▶ [Exercise requirements]
1. According to the passage on asthma and sex, what two potential reasons have been proposed for sex-related differences in asthma?
2. Retype the passage on asthma and sex between "The prevalence of asthma has" and "among female students.", inclusive.
3. Please continue the passage on asthma and sex from its last sentence.
╭─ Study text
The prevalence of asthma has been reported to be different between the two sexes. Before puberty, asthma seems to be more common in girls, while the trend usually reverses around puberty (31–33). In our study, the prevalence of asthma was also higher among female students, but the difference was not statistically significant. Although the exact mechanisms for sex-related differences in asthma have not been fully determined, hormonal influences (34–36), as well as greater susceptibility to smoking in women (37,38) have been proposed as potential reasons. However, our results cannot be attributed to differences in smoking status as smoking was less common among female students.
╰─
╭─ Dataset content
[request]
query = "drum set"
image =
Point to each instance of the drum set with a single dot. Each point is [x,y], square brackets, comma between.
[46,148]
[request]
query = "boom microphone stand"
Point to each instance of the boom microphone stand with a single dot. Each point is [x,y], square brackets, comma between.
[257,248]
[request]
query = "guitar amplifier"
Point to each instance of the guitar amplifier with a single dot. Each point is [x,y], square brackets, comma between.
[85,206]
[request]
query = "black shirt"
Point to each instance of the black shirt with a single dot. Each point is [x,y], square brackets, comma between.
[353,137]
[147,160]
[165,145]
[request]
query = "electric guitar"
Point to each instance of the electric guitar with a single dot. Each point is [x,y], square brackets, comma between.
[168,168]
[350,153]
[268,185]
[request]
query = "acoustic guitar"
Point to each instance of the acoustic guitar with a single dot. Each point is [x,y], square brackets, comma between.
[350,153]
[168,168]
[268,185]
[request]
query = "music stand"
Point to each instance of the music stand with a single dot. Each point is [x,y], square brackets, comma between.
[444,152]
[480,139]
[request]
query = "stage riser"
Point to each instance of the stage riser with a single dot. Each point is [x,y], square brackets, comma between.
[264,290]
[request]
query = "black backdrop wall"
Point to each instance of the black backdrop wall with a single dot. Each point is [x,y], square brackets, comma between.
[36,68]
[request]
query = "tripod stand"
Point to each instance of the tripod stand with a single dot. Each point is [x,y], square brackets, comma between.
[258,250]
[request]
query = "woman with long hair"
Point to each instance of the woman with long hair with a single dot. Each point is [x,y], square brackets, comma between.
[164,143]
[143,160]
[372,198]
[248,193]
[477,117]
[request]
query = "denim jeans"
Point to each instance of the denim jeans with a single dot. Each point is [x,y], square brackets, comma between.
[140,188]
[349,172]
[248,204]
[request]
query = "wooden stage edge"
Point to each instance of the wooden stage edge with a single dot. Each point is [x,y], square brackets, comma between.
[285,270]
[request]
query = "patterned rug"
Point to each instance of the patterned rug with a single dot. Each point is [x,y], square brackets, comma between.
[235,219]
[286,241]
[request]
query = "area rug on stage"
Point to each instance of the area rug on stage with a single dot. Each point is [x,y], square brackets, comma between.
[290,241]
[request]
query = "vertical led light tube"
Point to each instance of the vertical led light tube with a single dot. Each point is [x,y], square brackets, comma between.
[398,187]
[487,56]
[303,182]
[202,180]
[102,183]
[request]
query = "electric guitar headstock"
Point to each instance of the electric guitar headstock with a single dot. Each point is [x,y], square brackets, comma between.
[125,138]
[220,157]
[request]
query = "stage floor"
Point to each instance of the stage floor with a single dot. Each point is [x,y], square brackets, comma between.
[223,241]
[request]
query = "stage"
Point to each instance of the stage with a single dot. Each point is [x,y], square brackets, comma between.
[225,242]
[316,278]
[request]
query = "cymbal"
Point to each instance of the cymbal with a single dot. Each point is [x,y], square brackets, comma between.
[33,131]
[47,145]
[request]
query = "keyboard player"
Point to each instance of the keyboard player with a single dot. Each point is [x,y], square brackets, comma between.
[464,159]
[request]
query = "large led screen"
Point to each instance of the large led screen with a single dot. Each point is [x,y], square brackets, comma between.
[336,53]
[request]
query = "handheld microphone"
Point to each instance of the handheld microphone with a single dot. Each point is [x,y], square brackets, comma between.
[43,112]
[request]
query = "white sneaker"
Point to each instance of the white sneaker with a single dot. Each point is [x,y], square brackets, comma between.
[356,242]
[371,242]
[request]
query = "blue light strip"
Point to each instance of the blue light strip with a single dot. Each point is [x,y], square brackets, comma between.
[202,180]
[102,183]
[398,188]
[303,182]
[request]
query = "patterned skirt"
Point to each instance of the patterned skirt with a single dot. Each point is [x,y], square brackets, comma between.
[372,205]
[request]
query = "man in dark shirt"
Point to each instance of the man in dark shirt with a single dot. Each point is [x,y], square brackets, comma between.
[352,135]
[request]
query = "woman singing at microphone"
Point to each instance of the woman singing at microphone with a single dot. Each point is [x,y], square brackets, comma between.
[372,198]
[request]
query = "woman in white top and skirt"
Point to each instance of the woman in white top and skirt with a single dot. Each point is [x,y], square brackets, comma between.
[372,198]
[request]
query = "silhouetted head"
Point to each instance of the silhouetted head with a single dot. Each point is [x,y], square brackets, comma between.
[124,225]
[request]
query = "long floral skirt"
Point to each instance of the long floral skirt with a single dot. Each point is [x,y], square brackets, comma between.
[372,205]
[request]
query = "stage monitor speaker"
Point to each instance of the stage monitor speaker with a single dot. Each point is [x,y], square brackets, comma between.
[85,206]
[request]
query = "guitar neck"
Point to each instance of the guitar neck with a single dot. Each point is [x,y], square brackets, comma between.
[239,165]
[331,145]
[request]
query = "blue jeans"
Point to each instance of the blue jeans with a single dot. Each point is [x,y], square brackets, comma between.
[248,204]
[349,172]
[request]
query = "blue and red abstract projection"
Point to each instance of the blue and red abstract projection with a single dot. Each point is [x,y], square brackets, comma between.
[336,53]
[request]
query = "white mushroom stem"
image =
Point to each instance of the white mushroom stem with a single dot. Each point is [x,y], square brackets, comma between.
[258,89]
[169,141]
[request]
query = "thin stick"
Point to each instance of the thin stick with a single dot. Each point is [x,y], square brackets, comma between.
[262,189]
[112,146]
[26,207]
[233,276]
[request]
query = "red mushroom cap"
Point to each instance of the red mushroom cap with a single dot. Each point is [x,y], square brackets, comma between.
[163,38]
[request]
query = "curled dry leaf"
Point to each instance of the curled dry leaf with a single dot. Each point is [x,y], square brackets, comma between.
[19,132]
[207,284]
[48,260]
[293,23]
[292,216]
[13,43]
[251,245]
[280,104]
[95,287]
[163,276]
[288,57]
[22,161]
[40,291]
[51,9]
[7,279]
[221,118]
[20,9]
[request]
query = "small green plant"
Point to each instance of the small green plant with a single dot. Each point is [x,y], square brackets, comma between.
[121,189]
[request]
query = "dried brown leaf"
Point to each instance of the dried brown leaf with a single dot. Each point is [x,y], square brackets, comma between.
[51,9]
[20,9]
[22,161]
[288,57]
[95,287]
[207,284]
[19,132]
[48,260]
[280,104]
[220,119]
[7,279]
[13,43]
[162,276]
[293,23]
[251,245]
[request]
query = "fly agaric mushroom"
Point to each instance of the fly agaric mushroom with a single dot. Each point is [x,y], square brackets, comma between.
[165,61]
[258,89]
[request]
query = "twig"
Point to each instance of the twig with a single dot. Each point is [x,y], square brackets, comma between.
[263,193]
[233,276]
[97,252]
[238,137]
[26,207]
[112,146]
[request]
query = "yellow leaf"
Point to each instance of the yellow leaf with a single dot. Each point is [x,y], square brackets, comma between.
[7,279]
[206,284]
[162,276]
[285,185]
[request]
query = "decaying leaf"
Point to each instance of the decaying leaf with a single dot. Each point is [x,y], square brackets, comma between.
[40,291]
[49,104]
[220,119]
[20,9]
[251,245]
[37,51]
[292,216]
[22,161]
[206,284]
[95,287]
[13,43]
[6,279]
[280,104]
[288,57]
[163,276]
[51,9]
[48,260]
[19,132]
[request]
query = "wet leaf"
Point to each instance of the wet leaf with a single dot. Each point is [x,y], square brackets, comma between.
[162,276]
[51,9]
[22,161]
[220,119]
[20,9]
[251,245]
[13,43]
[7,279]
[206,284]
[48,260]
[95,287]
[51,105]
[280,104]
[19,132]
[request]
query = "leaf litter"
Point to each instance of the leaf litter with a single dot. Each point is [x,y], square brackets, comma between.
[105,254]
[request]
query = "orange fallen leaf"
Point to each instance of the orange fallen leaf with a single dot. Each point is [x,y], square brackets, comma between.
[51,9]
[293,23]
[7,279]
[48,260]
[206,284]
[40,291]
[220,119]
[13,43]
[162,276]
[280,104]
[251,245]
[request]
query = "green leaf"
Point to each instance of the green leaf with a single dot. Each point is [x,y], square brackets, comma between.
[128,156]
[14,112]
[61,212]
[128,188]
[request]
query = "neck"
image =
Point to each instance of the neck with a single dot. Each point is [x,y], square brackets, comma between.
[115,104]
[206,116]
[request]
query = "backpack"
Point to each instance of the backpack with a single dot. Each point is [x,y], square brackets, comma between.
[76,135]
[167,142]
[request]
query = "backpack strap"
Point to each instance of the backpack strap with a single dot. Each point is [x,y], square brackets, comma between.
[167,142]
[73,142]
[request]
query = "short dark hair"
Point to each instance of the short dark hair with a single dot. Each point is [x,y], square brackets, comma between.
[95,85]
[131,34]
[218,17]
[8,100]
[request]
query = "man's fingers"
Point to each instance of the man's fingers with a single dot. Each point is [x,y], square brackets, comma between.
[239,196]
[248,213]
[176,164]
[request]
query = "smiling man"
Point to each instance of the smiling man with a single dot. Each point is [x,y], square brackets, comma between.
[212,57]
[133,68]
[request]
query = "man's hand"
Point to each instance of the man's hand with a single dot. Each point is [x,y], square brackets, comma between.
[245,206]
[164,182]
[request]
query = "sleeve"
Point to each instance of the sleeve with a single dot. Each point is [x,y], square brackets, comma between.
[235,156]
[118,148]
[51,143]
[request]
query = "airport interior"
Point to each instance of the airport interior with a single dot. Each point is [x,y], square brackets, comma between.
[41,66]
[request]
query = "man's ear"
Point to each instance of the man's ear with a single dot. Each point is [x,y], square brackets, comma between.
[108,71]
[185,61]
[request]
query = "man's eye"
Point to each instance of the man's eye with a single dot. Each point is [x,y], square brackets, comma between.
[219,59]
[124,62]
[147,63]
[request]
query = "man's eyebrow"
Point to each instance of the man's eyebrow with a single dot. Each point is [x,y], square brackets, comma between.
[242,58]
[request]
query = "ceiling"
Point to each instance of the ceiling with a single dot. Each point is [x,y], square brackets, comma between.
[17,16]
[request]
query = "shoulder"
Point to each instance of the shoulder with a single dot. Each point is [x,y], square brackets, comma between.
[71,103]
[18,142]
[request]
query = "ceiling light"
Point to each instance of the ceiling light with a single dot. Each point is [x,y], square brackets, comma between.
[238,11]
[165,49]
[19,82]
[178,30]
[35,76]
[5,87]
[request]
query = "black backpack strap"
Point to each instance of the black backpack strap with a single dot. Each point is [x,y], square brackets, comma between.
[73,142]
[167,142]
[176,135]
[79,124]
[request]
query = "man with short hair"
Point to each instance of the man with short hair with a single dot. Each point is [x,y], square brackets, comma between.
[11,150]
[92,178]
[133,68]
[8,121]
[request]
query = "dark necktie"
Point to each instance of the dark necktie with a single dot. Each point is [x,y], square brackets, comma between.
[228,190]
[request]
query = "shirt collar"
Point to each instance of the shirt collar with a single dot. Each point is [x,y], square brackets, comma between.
╰─
▶ [Expected responses]
1. Hormonal influences and greater susceptibility to smoking in women.

2.
The prevalence of asthma has been reported to be different between the two sexes. Before puberty, asthma seems to be more common in girls, while the trend usually reverses around puberty (31–33). In our study, the prevalence of asthma was also higher among female students, but the difference was not statistically significant. Although the exact mechanisms for sex-related differences in asthma have not been fully determined, hormonal influences (34–36), as well as greater susceptibility to smoking in women (37,38) have been proposed as potential reasons. However, our results cannot be attributed to differences in smoking status as smoking was less common among female students.

3.
In this study, exercise-induced wheezing had the highest prevalence (17.7%). The most common respiratory symptom in asthmatic subjects was exercise-induced wheezing (48.6%), followed by exercise-induced coughing (42.9%), while wheezing was reported only in 25.7% of subjects. In a similar study performed by Boskabady and Kolahdoz (18) the prevalence of wheezing, coughing at rest, coughing at night, breathlessness at rest, exercise-induced wheezing, and exercise-induced coughing in asthmatic subjects was 82.9%, 74.7%, 75.9%, 86.7%, 79.7%, and 75.3%, respectively, which are much higher than those we found in our study population.

In accordance with our results, several studies have reported that asthmatic subjects show reduced lung function compared to non-asthmatics (39, 40). Reversibility test is an important tool to confirm the diagnosis of asthma. In bronchodilator test, subjects with asthma showed a greater improvement than non-asthmatic subjects with a higher baseline values. Due to a greater FEV1 compared to FVC response in the asthmatic group, the FEV1/FVC ratio significantly increased (P<0.001) in the asthmatic group, but remained almost the same in the non-asthmatic group after administering the bronchodilator.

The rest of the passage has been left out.